● GIVEN DATA:
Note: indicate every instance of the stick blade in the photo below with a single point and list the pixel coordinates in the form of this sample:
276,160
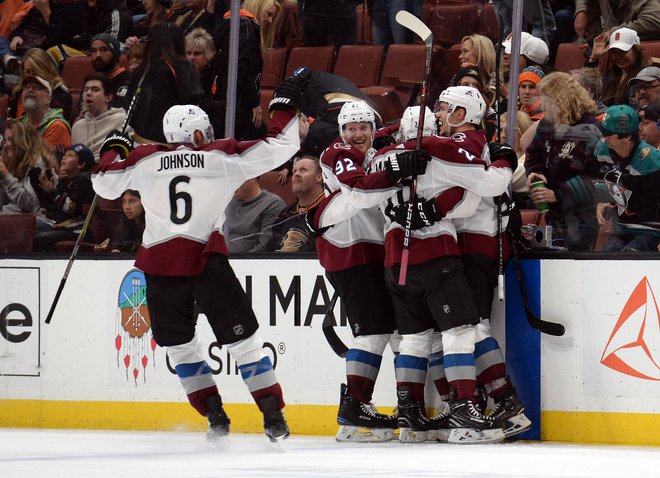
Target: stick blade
411,22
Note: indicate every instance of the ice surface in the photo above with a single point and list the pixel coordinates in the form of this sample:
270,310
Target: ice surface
28,453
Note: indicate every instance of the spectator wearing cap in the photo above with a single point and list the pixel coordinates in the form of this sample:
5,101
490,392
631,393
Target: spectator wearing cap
643,16
529,100
645,87
63,201
99,118
649,124
105,51
636,215
49,122
624,60
560,152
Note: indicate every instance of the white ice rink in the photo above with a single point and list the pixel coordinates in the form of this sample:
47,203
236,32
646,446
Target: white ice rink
26,453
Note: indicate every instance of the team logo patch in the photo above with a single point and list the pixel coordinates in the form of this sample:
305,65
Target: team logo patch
133,335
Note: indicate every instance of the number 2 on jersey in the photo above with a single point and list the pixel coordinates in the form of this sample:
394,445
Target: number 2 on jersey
175,197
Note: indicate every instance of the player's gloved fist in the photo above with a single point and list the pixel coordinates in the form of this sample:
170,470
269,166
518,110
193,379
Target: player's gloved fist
288,92
310,223
424,213
505,152
405,164
118,142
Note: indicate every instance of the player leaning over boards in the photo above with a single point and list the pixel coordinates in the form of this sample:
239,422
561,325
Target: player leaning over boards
185,189
352,253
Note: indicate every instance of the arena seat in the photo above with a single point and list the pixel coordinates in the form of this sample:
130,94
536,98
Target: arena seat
359,63
16,232
313,57
400,79
570,56
74,72
273,69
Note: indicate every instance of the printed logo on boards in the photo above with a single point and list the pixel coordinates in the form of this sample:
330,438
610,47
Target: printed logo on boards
634,344
133,337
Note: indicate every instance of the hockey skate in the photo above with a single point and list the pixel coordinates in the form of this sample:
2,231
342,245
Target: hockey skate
218,419
439,427
510,411
413,422
361,422
469,425
275,425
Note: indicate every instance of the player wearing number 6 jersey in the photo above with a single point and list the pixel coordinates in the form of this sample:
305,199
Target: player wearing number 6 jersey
185,190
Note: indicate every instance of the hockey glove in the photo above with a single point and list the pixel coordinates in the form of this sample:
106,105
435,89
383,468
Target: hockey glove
313,230
288,92
505,152
424,213
118,142
405,164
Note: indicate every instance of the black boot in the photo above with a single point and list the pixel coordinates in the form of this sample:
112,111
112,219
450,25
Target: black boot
274,423
218,419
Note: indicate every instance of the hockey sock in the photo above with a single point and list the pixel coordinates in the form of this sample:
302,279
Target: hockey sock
197,381
437,372
489,361
261,381
411,372
361,372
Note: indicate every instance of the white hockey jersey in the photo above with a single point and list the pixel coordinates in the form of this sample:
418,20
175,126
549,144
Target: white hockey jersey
185,192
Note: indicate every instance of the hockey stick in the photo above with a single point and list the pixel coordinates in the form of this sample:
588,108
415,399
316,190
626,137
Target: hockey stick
411,22
550,328
92,208
500,252
336,344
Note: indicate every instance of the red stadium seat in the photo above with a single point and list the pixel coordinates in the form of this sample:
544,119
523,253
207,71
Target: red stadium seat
359,63
273,70
313,57
16,232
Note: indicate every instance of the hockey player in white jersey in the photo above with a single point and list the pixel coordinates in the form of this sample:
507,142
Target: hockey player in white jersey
478,243
185,189
352,254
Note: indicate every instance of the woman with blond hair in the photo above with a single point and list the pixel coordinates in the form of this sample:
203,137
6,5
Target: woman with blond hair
36,62
478,50
561,154
24,158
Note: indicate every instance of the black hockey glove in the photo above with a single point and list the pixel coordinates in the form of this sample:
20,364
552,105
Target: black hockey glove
424,213
118,142
505,152
309,223
405,164
288,92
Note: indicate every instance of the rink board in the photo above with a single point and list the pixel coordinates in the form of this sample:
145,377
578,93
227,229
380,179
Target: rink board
598,383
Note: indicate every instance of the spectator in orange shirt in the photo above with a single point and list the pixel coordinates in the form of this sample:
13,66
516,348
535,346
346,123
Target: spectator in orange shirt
49,122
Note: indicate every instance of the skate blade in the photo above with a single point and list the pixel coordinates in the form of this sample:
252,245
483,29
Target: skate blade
350,433
441,435
515,425
467,436
408,435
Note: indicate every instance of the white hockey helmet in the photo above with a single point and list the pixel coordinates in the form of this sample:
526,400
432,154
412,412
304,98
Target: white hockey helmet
465,97
410,121
355,112
181,121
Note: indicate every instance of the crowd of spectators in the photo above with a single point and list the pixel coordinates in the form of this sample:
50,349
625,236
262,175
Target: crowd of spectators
159,53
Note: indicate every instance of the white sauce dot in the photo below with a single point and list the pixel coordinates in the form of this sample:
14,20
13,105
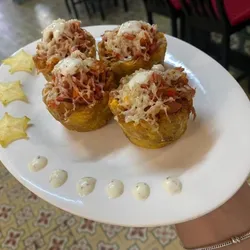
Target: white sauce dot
38,163
115,189
172,185
58,178
141,191
85,186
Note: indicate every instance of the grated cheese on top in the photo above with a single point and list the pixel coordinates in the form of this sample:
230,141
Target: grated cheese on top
77,80
131,40
61,38
145,93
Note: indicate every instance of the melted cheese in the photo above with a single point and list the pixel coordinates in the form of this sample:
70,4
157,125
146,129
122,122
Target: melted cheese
68,66
158,67
139,78
88,62
138,101
130,27
56,28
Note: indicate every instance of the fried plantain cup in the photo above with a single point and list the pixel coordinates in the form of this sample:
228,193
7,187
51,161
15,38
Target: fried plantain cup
170,128
168,108
82,117
126,67
53,47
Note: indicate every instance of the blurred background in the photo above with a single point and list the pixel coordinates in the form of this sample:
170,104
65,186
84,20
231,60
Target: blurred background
221,28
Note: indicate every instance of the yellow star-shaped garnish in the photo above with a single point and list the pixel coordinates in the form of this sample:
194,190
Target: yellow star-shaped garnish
21,61
11,91
12,128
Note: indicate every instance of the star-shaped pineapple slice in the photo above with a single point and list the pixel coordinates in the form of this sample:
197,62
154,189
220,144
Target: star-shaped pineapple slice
21,61
11,91
12,129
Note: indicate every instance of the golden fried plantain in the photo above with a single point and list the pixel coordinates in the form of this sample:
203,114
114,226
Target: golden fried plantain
143,135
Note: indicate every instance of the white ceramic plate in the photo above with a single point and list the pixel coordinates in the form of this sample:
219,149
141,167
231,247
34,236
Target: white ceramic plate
212,159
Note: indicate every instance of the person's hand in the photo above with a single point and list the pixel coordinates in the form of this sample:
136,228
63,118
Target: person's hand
231,219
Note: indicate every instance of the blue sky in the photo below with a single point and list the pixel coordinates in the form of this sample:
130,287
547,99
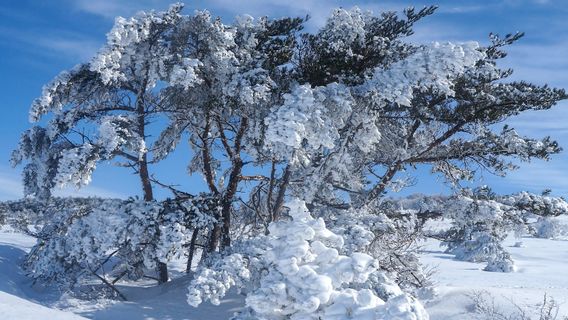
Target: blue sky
40,38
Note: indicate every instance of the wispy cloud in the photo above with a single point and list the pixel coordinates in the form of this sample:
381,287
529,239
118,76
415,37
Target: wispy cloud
51,43
11,188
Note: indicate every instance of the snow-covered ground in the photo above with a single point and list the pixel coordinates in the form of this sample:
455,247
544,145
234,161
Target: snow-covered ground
541,268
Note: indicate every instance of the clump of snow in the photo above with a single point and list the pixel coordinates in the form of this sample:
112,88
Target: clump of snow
301,275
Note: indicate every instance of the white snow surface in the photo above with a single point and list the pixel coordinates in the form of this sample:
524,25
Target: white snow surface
541,268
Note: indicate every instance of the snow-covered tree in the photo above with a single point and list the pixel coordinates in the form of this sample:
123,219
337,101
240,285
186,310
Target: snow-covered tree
271,112
101,110
297,272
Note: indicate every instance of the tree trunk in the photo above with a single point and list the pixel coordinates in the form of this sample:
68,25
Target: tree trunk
191,250
144,174
281,193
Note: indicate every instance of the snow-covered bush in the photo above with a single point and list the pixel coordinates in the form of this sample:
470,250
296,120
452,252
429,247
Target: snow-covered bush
297,272
115,238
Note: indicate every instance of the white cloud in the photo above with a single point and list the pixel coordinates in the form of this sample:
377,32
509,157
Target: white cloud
11,188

● DIRECTION: Copy the records exactly. Skip the pictures.

● RESULT:
Note: indicate every instance of the stick blade in the photo below with a single point and list the pixel coordinates in the form of this sample:
276,160
Target: stick blade
411,22
Note: indicate every instance of the ice surface in the photo above with a single point and list the pixel coordinates in the form of this sample:
270,310
Target: ice surface
28,453
Note: indicate every instance of the spectator wearing cap in the photo above with a single point and list the pixel coordinates in the form of this sample:
5,101
490,392
631,393
Target: spectator wearing cap
643,16
529,100
645,87
63,201
99,118
649,124
105,51
636,215
49,122
624,60
560,152
Note: indicate every instance of the white ice rink in the photo above with a single point and list the pixel coordinates in the form of this sample:
47,203
236,32
646,446
Target: white ice rink
26,453
Note: indicate every instance of the team logo patch in the photo above with a single point and list the pixel coordinates in the form of this sample:
305,65
Target: team logo patch
133,335
Note: indicate every instance of the number 2 on jersey in the photo above with a single point and list the pixel coordinates in the form of this sample:
394,445
Target: number 2 on jersey
175,197
Note: indicate every instance of the player's gloved fist in the photo above with a single point and list the pixel coordinates in the form of this sample:
170,470
269,166
518,110
193,379
Target: player's gloved fist
288,92
310,223
424,213
505,152
405,164
118,142
Note: indicate every instance of the player leaning over boards in the photo above with a single point and list the pixel coordinates in the form of this sample:
239,422
561,325
Target: player leaning over boards
185,189
352,253
Note: indicate every instance of the arena seat in the photo above with a single point and list the pixel coordinates in the form of this sample:
130,94
536,98
Target: arena seat
359,63
16,232
313,57
400,79
570,56
74,72
273,69
Note: indicate every instance of the printed logo on boards in the photo above with a single point and list the pixel coordinates in the form of this sample:
330,438
610,47
Target: printed logo on boards
634,344
133,337
Note: indicate every instance of the hockey skate in the photo above with a single point and list the pixel coordinates in the form of this sample:
2,231
342,245
Target: hockey skate
218,419
439,427
510,411
413,422
361,422
469,425
275,425
Note: indicate every instance of the player wearing number 6 jersey in the photo above with a single point and list the pixel coordinates in the form of this sample:
305,199
Target: player wearing number 6 jersey
185,190
Note: indicate every instance of the hockey glove in the photo above with a single point and list the pixel coordinates in the form of this sample:
106,105
435,89
383,468
Target: hockey glove
313,230
288,92
505,152
424,213
118,142
405,164
Note: indicate every instance of the black boot in the photo above with a single point and list the pixel coordinates in the form of this sample:
112,111
112,219
450,25
Target: black boot
274,423
218,419
Note: indicate every instance of the hockey sock in the photo above with a single point and list the pixel coordinates in the form of this sample:
302,279
Target: hockey sock
197,381
437,372
489,361
261,381
411,372
361,372
Note: indicate every instance of the white hockey jersey in the photo above with a single point and list the pixel coordinates in the form of this sample:
418,20
175,126
549,144
Target: white hockey jersey
185,192
Note: indicate every instance of the hockey stick in the photo above with a single point and list the pixel coordinates in the form of this sample:
588,108
415,399
316,190
626,137
Target: hockey stick
411,22
550,328
92,208
500,252
336,344
Note: indicate every instance of the red stadium seat in the photo above with a single point and list the pixel coordinates in the form of this sample:
544,119
523,253
207,71
Target: red stadium seat
359,63
273,70
313,57
16,232
Note: indicate every instance of the hockey player in white jersey in the photo above with a single point and list the pixel coordinates in the form of this sample:
507,142
Target: hockey player in white jersey
478,243
185,189
352,254
Note: indicate every instance of the woman with blond hair in the photo above with a single point and list the pixel coordinates in the form of this sample:
203,137
6,5
Target: woman with blond hair
36,62
478,50
561,154
24,158
Note: indicate every instance of the black hockey glove in the photo above with a single point and list the pixel coordinates in the form of this sample:
20,364
552,105
Target: black hockey glove
424,213
118,142
505,152
309,223
405,164
288,92
Note: indicate every instance of the rink board in the photo above with a single point and list the pixel coordinates in the form of this sample:
145,377
578,93
227,229
380,179
Target: rink board
598,383
Note: indicate every instance of the spectator in orange shirt in the photo above with a single point and list the pixel coordinates in the form of this sample:
13,66
516,348
535,346
346,123
Target: spectator in orange shirt
49,122
Note: indicate every instance of the skate blade in the photo above with a single point and list the pixel coordinates in the form of this sample:
252,245
483,29
Target: skate blade
350,433
441,435
515,425
467,436
408,435
Note: indicate every instance of the white hockey helmet in the photo above with a single point and list the pixel coordinates in the form of this sample:
526,400
432,154
412,412
304,98
Target: white hockey helmet
465,97
410,121
355,112
181,121
Note: indicate every instance of the crowd of spectators in the photo above with a single point and list the pixel coordinates in the form of this sample:
50,349
625,236
262,175
Target: crowd of spectators
159,53
Note: indicate every instance of the white sauce dot in the photo below with a single point and list the pixel coordinates in the form of this sample:
14,20
13,105
Target: white sauce dot
38,163
115,189
172,185
58,178
141,191
85,186
Note: indicate every instance of the grated cheese on top in the photo above with a single point and list the pixel coordinates in the form of this sample:
230,141
Target: grated cheese on top
77,80
131,40
61,38
145,93
Note: indicate every instance of the melted cheese in the photo above with a single point and list the pixel coordinates in the form of this sample:
70,4
157,125
146,129
122,122
Target: melted cheese
68,66
158,67
139,78
88,62
138,101
130,27
56,28
Note: indicate every instance of the fried plantain cup in the photo above with a single point and list the pixel coordinates in the form of this sample:
228,193
7,187
51,161
15,38
Target: fried plantain cup
170,128
168,108
82,117
126,67
53,47
Note: indicate every instance of the blurred background in the photo above with a single point and list the pixel coordinates in the form of this sample:
170,104
65,186
84,20
231,60
Target: blurred background
221,28
Note: indicate every instance of the yellow star-shaped garnish in the photo above with a single point and list the pixel coordinates in the form of this sample:
194,190
Target: yellow star-shaped garnish
21,61
11,91
12,128
Note: indicate every instance of the star-shaped pineapple slice in the photo above with a single point and list the pixel coordinates in the form of this sample:
197,62
154,189
220,144
Target: star-shaped pineapple slice
21,61
11,91
12,129
Note: indicate every instance of the golden fried plantain in the photo above with a single point and list the pixel coordinates in the form of this sample:
203,114
114,226
Target: golden fried plantain
143,135
Note: indicate every instance of the white ceramic plate in the photo above with a single point and list the pixel coordinates in the form of this sample:
219,149
141,167
231,247
34,236
Target: white ceramic plate
212,159
Note: indicate every instance of the person's hand in the photo above with a single point and list the pixel coordinates in the form of this sample:
136,228
63,118
Target: person's hand
231,219
Note: indicate every instance of the blue sky in the photo below with a single point and list the pixel coordinates in the form of this sample:
130,287
547,99
Target: blue sky
40,38
Note: indicate every instance of the wispy cloud in the photo above with a single point and list the pixel coordinates in the form of this sample:
381,287
529,239
118,76
415,37
Target: wispy cloud
51,43
11,188
Note: indicate every instance of the snow-covered ground in the photo above with a single point and list the pixel coordinates in the form of this sample:
455,247
544,145
234,161
Target: snow-covered ground
541,268
Note: indicate every instance of the clump of snow in the photo above with a single point and list the pixel coordinates in the form of this sample:
112,88
Target: clump of snow
301,275
Note: indicate every instance of the white snow surface in the photo above with a single point and list the pixel coordinates in the form of this sample:
524,25
Target: white snow surface
541,268
Note: indicate every instance of the snow-covered tree in the photo above with a single point and list the pixel coordinates in the form of this sample:
123,219
337,101
240,285
186,310
Target: snow-covered tree
271,112
101,110
297,272
Note: indicate every instance of the tree trunk in the photo above with a single point and list the pixel coordinates in the form of this sample:
68,25
Target: tree trunk
191,250
144,174
281,193
Note: indicate every instance of the snow-covered bush in the photo above with a single point and list the pixel coordinates in the form of this sample:
470,250
296,120
452,252
429,247
Target: snow-covered bush
297,272
115,238
Note: indicate every instance of the white cloud in the photo above with a single point and list the pixel coordinates in the form of this sample:
377,32
509,157
Target: white cloud
11,188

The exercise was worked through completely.